Information given —
────

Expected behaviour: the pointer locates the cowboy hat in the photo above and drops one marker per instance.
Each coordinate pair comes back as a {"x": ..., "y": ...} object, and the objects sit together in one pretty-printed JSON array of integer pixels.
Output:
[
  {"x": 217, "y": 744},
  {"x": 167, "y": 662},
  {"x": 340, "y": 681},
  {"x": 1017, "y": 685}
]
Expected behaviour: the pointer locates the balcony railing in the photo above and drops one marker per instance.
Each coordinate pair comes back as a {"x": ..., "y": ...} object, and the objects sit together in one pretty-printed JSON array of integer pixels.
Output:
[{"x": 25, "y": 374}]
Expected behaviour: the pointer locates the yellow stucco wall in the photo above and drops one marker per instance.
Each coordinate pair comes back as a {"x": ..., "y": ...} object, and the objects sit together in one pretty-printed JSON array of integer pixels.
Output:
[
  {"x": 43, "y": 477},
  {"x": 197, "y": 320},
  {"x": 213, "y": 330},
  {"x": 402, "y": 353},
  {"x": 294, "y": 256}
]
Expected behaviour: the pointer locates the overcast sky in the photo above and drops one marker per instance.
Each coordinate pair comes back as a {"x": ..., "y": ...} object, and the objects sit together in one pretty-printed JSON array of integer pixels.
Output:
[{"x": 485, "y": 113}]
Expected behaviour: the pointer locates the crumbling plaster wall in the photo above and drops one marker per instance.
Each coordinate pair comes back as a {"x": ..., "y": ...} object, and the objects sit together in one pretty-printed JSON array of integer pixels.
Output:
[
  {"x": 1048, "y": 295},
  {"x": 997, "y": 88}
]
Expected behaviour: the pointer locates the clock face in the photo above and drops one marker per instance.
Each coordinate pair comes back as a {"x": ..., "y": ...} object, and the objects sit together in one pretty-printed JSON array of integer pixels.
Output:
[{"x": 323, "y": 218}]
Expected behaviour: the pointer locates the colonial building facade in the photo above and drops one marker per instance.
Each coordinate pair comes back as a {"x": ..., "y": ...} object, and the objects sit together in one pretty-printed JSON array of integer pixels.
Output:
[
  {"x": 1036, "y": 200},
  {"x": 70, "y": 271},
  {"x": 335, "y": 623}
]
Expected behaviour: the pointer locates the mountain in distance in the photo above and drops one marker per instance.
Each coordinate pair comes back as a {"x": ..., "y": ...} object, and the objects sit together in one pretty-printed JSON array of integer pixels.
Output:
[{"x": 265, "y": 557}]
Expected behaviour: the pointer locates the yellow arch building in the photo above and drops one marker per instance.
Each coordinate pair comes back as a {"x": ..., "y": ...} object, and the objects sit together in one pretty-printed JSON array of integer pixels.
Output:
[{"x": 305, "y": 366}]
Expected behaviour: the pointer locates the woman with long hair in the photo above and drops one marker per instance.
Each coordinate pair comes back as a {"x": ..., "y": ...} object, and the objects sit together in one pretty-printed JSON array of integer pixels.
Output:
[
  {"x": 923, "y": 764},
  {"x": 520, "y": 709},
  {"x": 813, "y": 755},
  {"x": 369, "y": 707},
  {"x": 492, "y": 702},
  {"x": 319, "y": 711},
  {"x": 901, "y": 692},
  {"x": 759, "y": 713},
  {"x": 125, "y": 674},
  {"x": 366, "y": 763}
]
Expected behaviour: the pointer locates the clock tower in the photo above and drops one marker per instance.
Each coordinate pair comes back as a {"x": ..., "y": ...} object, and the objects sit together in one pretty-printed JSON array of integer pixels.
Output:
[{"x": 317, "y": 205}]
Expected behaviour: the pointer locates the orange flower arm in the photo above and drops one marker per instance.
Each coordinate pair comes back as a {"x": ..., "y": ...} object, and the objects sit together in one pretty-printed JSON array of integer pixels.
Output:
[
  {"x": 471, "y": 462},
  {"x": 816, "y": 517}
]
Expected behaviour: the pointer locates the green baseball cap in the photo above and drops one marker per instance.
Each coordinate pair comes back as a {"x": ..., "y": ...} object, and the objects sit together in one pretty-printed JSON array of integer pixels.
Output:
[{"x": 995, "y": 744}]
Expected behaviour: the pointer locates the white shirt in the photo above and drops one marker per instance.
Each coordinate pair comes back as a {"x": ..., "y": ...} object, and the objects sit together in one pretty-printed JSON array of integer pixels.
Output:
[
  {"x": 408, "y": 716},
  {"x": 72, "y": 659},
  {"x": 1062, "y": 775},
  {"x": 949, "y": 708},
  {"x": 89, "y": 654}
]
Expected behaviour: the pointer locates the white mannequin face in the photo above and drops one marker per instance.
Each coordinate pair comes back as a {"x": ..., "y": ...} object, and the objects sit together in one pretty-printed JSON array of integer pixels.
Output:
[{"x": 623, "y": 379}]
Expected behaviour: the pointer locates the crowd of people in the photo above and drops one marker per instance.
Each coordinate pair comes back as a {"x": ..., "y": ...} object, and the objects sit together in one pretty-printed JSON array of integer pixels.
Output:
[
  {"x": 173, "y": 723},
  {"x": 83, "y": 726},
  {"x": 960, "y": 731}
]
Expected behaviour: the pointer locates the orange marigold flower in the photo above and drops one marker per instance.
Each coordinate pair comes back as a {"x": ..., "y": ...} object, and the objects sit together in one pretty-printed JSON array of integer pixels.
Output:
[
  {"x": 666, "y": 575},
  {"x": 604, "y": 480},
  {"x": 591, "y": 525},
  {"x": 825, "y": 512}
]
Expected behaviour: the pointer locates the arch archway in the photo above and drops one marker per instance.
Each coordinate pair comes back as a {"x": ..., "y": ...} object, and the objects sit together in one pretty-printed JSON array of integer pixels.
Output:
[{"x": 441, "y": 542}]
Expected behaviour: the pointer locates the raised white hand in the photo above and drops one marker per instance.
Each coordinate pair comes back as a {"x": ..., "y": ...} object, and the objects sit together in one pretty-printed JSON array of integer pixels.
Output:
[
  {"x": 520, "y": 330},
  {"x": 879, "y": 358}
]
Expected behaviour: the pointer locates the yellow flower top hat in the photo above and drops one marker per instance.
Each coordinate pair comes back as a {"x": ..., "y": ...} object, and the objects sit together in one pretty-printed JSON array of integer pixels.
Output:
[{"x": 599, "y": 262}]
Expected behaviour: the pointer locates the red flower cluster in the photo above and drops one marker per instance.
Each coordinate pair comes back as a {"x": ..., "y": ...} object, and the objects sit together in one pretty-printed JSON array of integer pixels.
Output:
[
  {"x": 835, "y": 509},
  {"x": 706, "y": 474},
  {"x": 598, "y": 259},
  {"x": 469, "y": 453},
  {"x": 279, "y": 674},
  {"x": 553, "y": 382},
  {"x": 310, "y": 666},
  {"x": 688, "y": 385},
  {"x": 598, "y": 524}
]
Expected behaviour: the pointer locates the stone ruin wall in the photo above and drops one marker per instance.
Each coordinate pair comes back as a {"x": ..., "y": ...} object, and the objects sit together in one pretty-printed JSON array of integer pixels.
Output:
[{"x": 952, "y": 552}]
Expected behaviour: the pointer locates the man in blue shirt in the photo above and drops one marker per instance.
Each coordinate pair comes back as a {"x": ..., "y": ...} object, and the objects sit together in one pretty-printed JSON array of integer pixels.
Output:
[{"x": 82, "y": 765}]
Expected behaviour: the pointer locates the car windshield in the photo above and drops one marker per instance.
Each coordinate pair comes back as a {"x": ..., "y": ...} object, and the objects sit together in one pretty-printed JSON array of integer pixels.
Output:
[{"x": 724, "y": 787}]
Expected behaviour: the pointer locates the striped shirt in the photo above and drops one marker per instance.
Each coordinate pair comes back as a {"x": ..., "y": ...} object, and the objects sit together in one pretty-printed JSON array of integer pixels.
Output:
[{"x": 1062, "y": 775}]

────

What the exercise asks —
What do the records say? Quote them all exactly.

Task answer —
Expected behaviour: the pointer locates the cowboy hat in the photo above and drops one marker per instance.
Each coordinate pair comes back as a {"x": ..., "y": ...} object, and the objects sit together in one pretty-printed JSON array of integer pixels.
Output:
[
  {"x": 217, "y": 744},
  {"x": 167, "y": 662},
  {"x": 340, "y": 681},
  {"x": 1017, "y": 685}
]
Expected behaviour: the pointer locates the balcony railing in the photo above and drops one marker per instance.
Each coordinate pair comes back as a {"x": ..., "y": ...} object, and the objects sit together in one pretty-printed JSON array of integer pixels.
Output:
[{"x": 25, "y": 374}]
Expected behaviour: the pointer locates the yellow stucco wall in the photo above and drops one marker per instance.
Each coordinate pair comes back as a {"x": ..., "y": ...} object, and the objects sit together in one pretty-printed JSON array of integer pixels.
Output:
[
  {"x": 43, "y": 477},
  {"x": 197, "y": 320},
  {"x": 213, "y": 330},
  {"x": 402, "y": 353},
  {"x": 294, "y": 256}
]
Expected behaviour: the pointer locates the overcast sky in the photo above and drops one marker per instance.
Each coordinate pair comes back as a {"x": ..., "y": ...} object, and the objects sit together in one pretty-printed JSON array of integer pixels.
Output:
[{"x": 485, "y": 113}]
Expected behaviour: the pointer locates the crumbling plaster wall in the photo above and drops one marker per instance.
Each coordinate pair comes back as a {"x": ..., "y": ...} object, and the objects sit together in one pretty-printed JSON array of integer pixels.
Output:
[
  {"x": 1048, "y": 295},
  {"x": 997, "y": 88}
]
Expected behaviour: the pointer locates the clock face in the photo above and drops one marker per instance.
Each coordinate pair comes back as a {"x": ..., "y": ...} object, and the objects sit together in one pretty-printed JSON array of integer pixels.
Output:
[{"x": 323, "y": 218}]
Expected behaviour: the pointer locates the colonial building facade in the photo above and drops one marker per instance.
Each coordinate pair comes back as a {"x": ..., "y": ...} object, and the objects sit together in one pretty-printed JSON array of integer pixels.
Output:
[
  {"x": 1036, "y": 200},
  {"x": 70, "y": 271},
  {"x": 335, "y": 623}
]
Expected behaviour: the pointer locates the mountain in distance in the photo above and drops one marker per instance.
Each coordinate pair comes back as a {"x": ..., "y": ...} object, and the objects sit together in one pretty-printed JSON array of integer pixels.
Output:
[{"x": 265, "y": 557}]
Expected behaviour: the pointer locates the yellow arch building in the photo above and drops one marker per instance.
Each coordinate pair comes back as a {"x": ..., "y": ...} object, and the objects sit together in one pretty-printed JSON array of integer pixels.
Output:
[{"x": 305, "y": 366}]
Expected behaviour: the pointer locates the woman with long hair in the photo above and drops one marker per instance.
Each coordinate pair comes back as a {"x": ..., "y": ...} object, and the objects sit together in one pretty-printed JSON array of integer pixels.
Output:
[
  {"x": 923, "y": 764},
  {"x": 520, "y": 709},
  {"x": 813, "y": 755},
  {"x": 369, "y": 707},
  {"x": 492, "y": 702},
  {"x": 319, "y": 711},
  {"x": 901, "y": 692},
  {"x": 759, "y": 713},
  {"x": 125, "y": 674},
  {"x": 366, "y": 763}
]
Expected behaviour: the pointer locates the clock tower in the photo above and drops one marker per instance.
Each coordinate pair comes back as a {"x": ..., "y": ...} object, and the objects sit together in one pretty-printed JSON array of integer pixels.
Output:
[{"x": 317, "y": 205}]
Expected behaviour: the pointer locates the orange flower arm in the photo above and drops one marker per instance.
Each coordinate pair comes back as a {"x": ..., "y": ...} object, and the objects sit together in one pretty-printed JSON array of integer pixels.
Output:
[
  {"x": 471, "y": 462},
  {"x": 816, "y": 517}
]
Expected behaviour: the pointer locates the green baseball cap in the photo above and drops one marker per instance.
Each coordinate pair comes back as a {"x": ..., "y": ...} object, and the objects sit together in one pretty-printed JSON array of integer pixels.
Output:
[{"x": 995, "y": 744}]
Expected behaviour: the pointer locates the white shirt in the photo above and drops one marker per instance.
Each coordinate pair comes back as a {"x": ..., "y": ...} object, and the objects sit together in one pretty-printed JSON array of integer pixels.
Output:
[
  {"x": 408, "y": 716},
  {"x": 72, "y": 659},
  {"x": 1062, "y": 775},
  {"x": 949, "y": 708},
  {"x": 89, "y": 654}
]
Expected behaviour: the pointer locates the white mannequin face in the photo above and drops one marker per instance.
Each coordinate pair comes back as a {"x": ..., "y": ...} object, and the objects sit together in one pretty-printed JSON array of integer pixels.
Output:
[{"x": 623, "y": 379}]
Expected behaviour: the pointer locates the crowd of people in the photo above and drops one marker per instance.
Each coordinate pair comes back as a {"x": ..., "y": ...} object, and the objects sit together in one pretty-printed JSON array of integer pixels.
Output:
[
  {"x": 173, "y": 723},
  {"x": 83, "y": 726},
  {"x": 960, "y": 731}
]
Expected behaviour: the pointer locates the orange marigold flower in the photo above and drops one marker per instance.
Each coordinate pair comes back as a {"x": ..., "y": ...} object, and the objects sit together in one pretty-printed JSON array of integer pixels.
Output:
[
  {"x": 666, "y": 575},
  {"x": 604, "y": 480},
  {"x": 591, "y": 525},
  {"x": 825, "y": 512}
]
Expected behaviour: the pointer locates the arch archway in the photo above and drops one marker per instance.
Each coordinate pair comes back as a {"x": ..., "y": ...} object, and the objects sit together in one pretty-printed JSON array of integer pixels.
Output:
[{"x": 441, "y": 542}]
Expected behaviour: the pointer locates the raised white hand in the photo above and drops one marker per instance.
Each coordinate pair comes back as a {"x": ..., "y": ...} object, and the objects sit together in one pretty-printed JSON array of integer pixels.
Output:
[
  {"x": 520, "y": 330},
  {"x": 879, "y": 358}
]
Expected behaviour: the pointer locates the yellow flower top hat in the photo above and drops one marker per instance.
Each coordinate pair comes back as a {"x": ..., "y": ...} object, and the objects sit together in one pretty-printed JSON array of integer pixels.
Output:
[{"x": 599, "y": 262}]
Expected behaviour: the pointer locates the red flower cluster in the photo above and drops one marker per instance.
Each coordinate pair comes back as a {"x": ..., "y": ...} object, and the objects sit together in one pretty-printed JSON array of integer pixels.
Output:
[
  {"x": 835, "y": 509},
  {"x": 706, "y": 474},
  {"x": 598, "y": 259},
  {"x": 469, "y": 453},
  {"x": 279, "y": 674},
  {"x": 553, "y": 382},
  {"x": 310, "y": 666},
  {"x": 688, "y": 385},
  {"x": 598, "y": 524}
]
Expected behaviour: the pointer locates the stone ruin wall in the photo above and drops one marker per instance.
Each coordinate pair comes back as a {"x": ..., "y": ...} object, and the objects sit together in one pretty-printed JSON array of integer pixels.
Output:
[{"x": 952, "y": 552}]
Expected behaviour: the pointer locates the man in blue shirt in the photo above and drops one marker per instance.
Each coordinate pair comes back as a {"x": ..., "y": ...} object, and the objects sit together in one pretty-printed JSON array of integer pixels.
Output:
[{"x": 82, "y": 765}]
Expected behaviour: the pointer locates the car windshield in the photo above and drops one marker per instance.
Each coordinate pair comes back as a {"x": ..., "y": ...} object, and the objects sit together in one pretty-printed JSON array of integer pixels.
Output:
[{"x": 724, "y": 787}]
Expected behaviour: the pointer locates the striped shirt in the photo above and drops one marker per instance.
Each coordinate pair comes back as a {"x": ..., "y": ...} object, and the objects sit together in one pretty-printed JSON array of integer pixels.
Output:
[{"x": 1062, "y": 775}]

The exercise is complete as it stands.